**WHAT IS REQUIRED**. Rewrite the lines that follow, changing "fruit stem" to "stalk" and leaving everything else as it is.

[start]

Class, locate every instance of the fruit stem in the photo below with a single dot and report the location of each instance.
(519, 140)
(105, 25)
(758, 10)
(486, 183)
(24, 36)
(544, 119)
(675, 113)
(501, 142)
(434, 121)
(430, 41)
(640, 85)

[end]

**FULL OUTPUT**.
Class, locate every instance of the stalk in the photo below with a single dot and report the location of each instance.
(519, 140)
(105, 25)
(758, 10)
(486, 183)
(24, 36)
(544, 119)
(675, 113)
(501, 142)
(434, 121)
(430, 41)
(640, 85)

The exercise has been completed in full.